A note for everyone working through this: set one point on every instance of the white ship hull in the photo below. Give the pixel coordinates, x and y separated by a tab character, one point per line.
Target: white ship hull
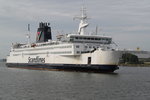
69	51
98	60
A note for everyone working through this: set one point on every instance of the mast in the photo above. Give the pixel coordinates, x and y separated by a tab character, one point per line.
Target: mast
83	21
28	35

==

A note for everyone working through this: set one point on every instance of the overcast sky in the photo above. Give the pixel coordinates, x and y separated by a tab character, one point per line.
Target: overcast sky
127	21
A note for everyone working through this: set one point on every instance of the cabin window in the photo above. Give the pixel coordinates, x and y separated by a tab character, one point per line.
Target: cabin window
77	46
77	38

---

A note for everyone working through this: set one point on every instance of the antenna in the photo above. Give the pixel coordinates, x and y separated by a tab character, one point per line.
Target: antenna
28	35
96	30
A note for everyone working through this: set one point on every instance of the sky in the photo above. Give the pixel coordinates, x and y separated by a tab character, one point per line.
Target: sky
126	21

**Task statement:**
Identify each line in the items above that contains the word "white" and copy every such line in full. Case counts.

**Exercise response:**
A note for everyone working through this: set one point on every instance of the white ship hull in the photo below. Give the pixel coordinates, x and y separated by a tab character, one point per line.
Target: white ship hull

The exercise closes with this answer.